[Pointing and labeling entries]
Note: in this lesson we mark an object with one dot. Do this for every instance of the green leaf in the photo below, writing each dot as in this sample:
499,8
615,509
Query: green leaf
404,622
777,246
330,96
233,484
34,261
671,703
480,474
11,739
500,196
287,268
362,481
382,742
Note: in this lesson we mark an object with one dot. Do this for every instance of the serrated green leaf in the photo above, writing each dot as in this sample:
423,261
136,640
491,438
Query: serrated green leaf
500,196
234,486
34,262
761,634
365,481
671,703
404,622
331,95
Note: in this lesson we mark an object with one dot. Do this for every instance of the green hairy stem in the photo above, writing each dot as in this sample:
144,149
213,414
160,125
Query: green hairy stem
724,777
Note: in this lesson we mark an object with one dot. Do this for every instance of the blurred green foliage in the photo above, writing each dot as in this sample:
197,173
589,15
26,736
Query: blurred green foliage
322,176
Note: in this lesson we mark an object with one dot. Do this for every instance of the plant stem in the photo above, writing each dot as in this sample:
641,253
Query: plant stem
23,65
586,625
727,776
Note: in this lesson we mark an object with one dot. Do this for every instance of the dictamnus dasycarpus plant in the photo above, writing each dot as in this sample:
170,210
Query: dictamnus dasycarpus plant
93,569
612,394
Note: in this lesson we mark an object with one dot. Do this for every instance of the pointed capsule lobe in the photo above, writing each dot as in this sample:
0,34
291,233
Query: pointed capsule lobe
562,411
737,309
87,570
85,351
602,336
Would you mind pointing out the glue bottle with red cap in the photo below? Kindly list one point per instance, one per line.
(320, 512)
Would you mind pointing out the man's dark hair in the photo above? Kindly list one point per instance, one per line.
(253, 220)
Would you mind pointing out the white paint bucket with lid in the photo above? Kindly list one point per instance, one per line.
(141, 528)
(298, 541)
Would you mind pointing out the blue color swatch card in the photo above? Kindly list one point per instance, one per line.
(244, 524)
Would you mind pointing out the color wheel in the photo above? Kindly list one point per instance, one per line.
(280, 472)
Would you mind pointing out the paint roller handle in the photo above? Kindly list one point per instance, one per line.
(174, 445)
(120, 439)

#### Your goal:
Return every line of the rows above without any change.

#### Expected answer:
Note: in this lesson we mark an object with one dot. Do this for every instance of the green leaf in the photo below, writing each dot as in this sample:
499,8
615,509
Query: green leaf
404,622
777,246
330,96
233,484
34,261
671,703
480,474
11,739
500,196
287,268
362,481
382,742
Note: in this lesson we mark an object with one dot. Do this for every instance of the serrated green leaf in the photo above, writing each dot as in this sample:
423,261
136,640
491,438
Query: serrated green leaf
500,196
234,486
34,262
761,634
365,481
671,703
404,622
331,95
Note: in this lesson we mark an object with one dot. Do this for every instance of the green hairy stem in the photo above, writing each dot as in this sample:
144,149
213,414
160,125
Query: green hairy stem
724,777
Note: in this lesson we mark an object with one dot. Do this for every instance of the blurred green foliage in the photo above, writing each dot as in this sample:
197,173
589,15
26,736
Query: blurred green foliage
322,176
Note: in this lesson we mark an object with one dot. Do this for every instance of the plant stem in the photo above, writing each dot as in this sample:
641,253
Query: plant stem
23,65
586,625
727,776
Note: in this lesson we mark an object with one dot. Do this for every instance of the dictamnus dasycarpus plant in the photo above, writing each dot as in this sample:
170,210
Query: dictamnus dasycarpus plant
93,569
612,394
Note: in this lesson we mark an object with one dot. Do this for every instance of the pointed capsule lobe in the photo above, writing each dot as in this sample:
0,34
291,233
Query: pointed capsule lobe
562,411
737,309
87,570
85,351
602,336
Would you mind pointing out the glue bottle with red cap in the photo below? Kindly list one point per instance, one per line.
(320, 512)
Would you mind pointing out the man's dark hair in the photo above? Kindly list one point per instance, one per line.
(253, 220)
Would you mind pointing out the white paint bucket with lid in the photo above? Kindly list one point per instance, one per line.
(141, 528)
(298, 541)
Would you mind pointing out the blue color swatch card in the photo above? Kindly list one point per instance, one per line.
(244, 524)
Would you mind pointing out the color wheel in the photo above? Kindly list one point per instance, one per line.
(280, 472)
Would you mind pointing out the paint roller handle in the photo above? Kindly list one point per instance, one per line.
(174, 445)
(120, 439)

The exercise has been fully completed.